Records excerpted from a collection:

◆ ◆ ◆ ◆

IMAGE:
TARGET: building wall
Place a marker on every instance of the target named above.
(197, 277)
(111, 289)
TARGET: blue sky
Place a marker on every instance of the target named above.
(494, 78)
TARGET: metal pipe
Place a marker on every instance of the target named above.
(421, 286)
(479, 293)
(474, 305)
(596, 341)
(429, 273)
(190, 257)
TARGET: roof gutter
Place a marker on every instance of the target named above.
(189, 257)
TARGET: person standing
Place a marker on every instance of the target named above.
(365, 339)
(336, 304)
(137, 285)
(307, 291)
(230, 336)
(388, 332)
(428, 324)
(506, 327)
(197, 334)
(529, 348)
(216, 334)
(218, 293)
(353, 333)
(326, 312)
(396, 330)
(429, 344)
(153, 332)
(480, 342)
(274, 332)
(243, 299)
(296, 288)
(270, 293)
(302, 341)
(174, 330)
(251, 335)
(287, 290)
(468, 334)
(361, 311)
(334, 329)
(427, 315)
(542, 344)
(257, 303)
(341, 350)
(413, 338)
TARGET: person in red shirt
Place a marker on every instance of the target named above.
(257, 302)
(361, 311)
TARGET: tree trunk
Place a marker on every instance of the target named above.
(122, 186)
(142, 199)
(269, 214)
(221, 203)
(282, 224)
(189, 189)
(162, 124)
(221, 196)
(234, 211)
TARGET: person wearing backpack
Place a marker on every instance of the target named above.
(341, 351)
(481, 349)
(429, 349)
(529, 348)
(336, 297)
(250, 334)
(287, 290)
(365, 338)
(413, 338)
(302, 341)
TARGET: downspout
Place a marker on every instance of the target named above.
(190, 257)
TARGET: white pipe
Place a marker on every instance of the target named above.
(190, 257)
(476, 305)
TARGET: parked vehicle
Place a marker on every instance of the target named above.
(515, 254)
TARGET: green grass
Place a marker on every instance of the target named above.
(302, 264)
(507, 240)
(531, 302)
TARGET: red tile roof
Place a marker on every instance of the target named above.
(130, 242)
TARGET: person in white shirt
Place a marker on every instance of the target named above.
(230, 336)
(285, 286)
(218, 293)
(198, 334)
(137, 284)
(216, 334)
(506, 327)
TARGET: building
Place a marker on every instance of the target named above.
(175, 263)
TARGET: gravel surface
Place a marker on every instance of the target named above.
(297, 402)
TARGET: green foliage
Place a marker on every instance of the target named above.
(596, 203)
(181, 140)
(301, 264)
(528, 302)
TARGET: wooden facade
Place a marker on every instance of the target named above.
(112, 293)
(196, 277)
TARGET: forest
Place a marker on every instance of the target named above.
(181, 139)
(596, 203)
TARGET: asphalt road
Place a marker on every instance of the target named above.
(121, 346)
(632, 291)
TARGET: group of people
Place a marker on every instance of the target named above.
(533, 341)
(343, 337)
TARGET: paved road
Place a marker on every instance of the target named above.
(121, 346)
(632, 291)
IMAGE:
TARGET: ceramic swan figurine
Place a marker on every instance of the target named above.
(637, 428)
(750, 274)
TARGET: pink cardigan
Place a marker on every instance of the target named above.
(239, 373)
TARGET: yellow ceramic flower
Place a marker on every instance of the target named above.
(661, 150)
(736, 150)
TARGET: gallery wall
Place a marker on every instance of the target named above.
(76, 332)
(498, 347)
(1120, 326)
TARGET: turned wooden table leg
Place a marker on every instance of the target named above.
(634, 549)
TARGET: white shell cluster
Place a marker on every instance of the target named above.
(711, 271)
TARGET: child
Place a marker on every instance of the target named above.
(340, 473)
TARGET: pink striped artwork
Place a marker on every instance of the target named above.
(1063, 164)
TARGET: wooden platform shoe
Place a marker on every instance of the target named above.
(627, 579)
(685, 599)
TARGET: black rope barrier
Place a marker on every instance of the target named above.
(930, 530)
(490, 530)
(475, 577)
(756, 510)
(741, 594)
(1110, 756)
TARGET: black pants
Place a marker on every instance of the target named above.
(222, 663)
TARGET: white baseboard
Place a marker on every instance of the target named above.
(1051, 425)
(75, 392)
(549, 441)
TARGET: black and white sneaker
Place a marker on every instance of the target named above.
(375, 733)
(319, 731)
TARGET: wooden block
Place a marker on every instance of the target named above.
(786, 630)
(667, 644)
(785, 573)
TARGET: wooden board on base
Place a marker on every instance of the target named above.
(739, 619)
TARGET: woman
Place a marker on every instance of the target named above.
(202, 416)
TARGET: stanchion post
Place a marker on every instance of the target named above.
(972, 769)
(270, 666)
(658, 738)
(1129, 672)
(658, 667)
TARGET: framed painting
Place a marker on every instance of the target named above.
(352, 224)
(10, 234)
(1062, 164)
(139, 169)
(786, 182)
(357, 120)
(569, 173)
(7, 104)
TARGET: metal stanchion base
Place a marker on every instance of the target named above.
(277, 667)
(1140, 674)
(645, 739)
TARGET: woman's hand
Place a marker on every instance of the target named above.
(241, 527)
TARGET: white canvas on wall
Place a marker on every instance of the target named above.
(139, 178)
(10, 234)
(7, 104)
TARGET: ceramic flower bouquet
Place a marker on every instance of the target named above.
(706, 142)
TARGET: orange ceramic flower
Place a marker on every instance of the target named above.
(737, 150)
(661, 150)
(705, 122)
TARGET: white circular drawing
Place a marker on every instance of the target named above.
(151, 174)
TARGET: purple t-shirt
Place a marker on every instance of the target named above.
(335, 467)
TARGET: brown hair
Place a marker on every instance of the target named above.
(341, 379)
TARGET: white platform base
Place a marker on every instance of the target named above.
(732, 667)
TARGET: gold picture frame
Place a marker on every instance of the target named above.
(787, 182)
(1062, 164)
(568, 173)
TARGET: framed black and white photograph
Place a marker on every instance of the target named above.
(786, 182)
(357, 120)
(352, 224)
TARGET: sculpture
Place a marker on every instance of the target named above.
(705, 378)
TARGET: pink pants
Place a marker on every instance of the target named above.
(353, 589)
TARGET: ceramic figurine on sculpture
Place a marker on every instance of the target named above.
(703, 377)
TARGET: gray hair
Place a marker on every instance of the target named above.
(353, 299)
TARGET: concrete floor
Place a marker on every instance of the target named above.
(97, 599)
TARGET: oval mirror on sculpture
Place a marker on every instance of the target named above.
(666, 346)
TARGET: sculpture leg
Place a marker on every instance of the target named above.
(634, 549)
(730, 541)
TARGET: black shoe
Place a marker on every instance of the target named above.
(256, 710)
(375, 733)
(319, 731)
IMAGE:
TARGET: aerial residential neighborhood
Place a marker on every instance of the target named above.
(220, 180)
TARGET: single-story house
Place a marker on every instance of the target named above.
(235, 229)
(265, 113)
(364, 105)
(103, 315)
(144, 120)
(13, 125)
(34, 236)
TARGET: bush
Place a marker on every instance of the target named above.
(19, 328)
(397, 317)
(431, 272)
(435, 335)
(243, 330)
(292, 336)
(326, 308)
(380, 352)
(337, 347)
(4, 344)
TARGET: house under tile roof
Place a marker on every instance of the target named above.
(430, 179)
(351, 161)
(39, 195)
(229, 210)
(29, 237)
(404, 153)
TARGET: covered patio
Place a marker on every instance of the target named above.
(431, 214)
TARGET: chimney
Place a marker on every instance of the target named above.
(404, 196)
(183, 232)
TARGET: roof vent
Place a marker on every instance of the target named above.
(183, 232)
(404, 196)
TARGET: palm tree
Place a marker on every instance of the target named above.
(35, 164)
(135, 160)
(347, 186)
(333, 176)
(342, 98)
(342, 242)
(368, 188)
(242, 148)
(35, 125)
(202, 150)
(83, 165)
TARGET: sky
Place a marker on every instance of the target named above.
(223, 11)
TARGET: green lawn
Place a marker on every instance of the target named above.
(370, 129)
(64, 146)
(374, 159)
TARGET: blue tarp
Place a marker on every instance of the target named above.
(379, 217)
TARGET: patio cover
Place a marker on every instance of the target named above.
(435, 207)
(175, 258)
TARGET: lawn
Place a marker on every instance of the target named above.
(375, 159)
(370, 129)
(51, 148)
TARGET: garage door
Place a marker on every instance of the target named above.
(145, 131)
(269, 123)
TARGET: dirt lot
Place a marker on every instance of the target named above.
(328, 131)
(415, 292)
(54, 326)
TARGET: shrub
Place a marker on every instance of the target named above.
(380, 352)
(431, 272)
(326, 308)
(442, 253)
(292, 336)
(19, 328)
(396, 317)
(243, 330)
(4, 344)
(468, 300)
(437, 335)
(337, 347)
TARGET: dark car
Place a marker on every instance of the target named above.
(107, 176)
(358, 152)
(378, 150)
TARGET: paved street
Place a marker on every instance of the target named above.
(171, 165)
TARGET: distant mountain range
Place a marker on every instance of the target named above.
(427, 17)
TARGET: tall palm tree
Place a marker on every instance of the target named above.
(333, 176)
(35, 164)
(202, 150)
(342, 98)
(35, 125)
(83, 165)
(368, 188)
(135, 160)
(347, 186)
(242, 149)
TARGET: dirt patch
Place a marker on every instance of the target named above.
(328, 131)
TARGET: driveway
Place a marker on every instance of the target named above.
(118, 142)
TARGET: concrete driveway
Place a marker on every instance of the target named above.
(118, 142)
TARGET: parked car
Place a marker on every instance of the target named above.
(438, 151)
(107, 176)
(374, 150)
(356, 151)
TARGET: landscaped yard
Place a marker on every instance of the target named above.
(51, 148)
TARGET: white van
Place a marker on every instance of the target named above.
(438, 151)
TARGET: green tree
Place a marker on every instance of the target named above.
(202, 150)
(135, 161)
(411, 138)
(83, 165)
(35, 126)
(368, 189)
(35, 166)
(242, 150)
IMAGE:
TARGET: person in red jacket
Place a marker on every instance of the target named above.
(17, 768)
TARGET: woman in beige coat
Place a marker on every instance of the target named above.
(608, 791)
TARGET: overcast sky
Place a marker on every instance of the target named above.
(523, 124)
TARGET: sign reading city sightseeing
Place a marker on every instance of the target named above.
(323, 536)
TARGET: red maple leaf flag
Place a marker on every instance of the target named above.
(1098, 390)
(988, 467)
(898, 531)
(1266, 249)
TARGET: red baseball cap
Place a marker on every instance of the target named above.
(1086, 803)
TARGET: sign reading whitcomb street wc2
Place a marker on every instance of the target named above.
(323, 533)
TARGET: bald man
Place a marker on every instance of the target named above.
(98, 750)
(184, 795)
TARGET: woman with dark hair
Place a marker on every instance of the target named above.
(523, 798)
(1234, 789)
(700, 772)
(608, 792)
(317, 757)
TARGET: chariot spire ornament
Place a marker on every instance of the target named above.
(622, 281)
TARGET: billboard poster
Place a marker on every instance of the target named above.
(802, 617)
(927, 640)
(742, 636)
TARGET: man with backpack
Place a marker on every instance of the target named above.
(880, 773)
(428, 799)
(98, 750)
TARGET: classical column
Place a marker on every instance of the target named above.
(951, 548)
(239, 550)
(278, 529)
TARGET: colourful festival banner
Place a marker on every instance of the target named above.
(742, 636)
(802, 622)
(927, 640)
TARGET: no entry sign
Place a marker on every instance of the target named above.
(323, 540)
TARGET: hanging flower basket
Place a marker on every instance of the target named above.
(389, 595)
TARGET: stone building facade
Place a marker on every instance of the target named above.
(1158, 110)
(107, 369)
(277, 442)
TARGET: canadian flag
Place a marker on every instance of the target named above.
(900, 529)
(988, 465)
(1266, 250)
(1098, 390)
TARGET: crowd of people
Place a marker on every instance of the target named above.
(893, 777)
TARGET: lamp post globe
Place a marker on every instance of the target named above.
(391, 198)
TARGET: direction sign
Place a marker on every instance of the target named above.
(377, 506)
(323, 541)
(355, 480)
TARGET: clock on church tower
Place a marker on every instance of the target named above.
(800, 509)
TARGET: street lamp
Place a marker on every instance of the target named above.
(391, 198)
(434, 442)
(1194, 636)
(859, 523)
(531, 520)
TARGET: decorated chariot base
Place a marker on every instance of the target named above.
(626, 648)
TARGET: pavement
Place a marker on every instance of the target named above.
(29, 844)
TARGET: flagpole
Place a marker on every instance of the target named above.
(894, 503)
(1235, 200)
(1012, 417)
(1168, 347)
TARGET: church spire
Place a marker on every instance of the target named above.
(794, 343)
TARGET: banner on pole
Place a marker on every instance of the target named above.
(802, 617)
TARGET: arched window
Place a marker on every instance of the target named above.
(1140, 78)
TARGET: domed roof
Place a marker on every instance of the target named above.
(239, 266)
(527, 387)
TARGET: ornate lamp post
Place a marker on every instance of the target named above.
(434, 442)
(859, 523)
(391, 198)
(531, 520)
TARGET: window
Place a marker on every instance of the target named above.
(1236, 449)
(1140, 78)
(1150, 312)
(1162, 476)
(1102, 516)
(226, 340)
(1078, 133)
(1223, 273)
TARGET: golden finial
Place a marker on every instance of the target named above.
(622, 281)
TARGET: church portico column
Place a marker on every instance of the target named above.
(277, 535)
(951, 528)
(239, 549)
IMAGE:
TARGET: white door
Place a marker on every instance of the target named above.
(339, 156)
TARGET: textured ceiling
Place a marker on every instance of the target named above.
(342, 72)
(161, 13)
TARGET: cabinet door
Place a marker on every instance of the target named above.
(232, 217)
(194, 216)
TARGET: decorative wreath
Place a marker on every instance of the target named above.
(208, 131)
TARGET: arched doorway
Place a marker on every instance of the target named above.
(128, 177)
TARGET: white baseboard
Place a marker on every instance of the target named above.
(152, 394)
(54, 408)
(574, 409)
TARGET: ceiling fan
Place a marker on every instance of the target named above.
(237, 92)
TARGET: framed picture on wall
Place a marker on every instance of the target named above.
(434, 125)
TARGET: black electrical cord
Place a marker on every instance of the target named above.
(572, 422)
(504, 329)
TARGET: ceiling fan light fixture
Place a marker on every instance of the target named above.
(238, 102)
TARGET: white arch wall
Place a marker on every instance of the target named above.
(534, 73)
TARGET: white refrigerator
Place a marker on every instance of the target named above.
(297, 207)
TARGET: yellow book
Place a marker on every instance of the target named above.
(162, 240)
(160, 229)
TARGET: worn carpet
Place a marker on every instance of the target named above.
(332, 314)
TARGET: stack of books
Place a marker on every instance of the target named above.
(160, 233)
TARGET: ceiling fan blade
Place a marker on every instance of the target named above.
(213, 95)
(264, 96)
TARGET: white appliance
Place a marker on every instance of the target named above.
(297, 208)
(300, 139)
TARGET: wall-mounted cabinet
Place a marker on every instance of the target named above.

◆ ◆ ◆ ◆

- SHORT TASK:
Copy out the listing verbatim, starting with the line that contains "TARGET: ceiling fan blade" and continuing through the final line of the listing.

- ANSWER TO THE PROBLEM:
TARGET: ceiling fan blade
Place a marker on every instance of the target named above.
(213, 95)
(264, 96)
TARGET: white appliance
Place a marker on every instance of the target named above.
(297, 208)
(300, 139)
TARGET: wall-mounted cabinet
Place a marker on every instance of the target named above.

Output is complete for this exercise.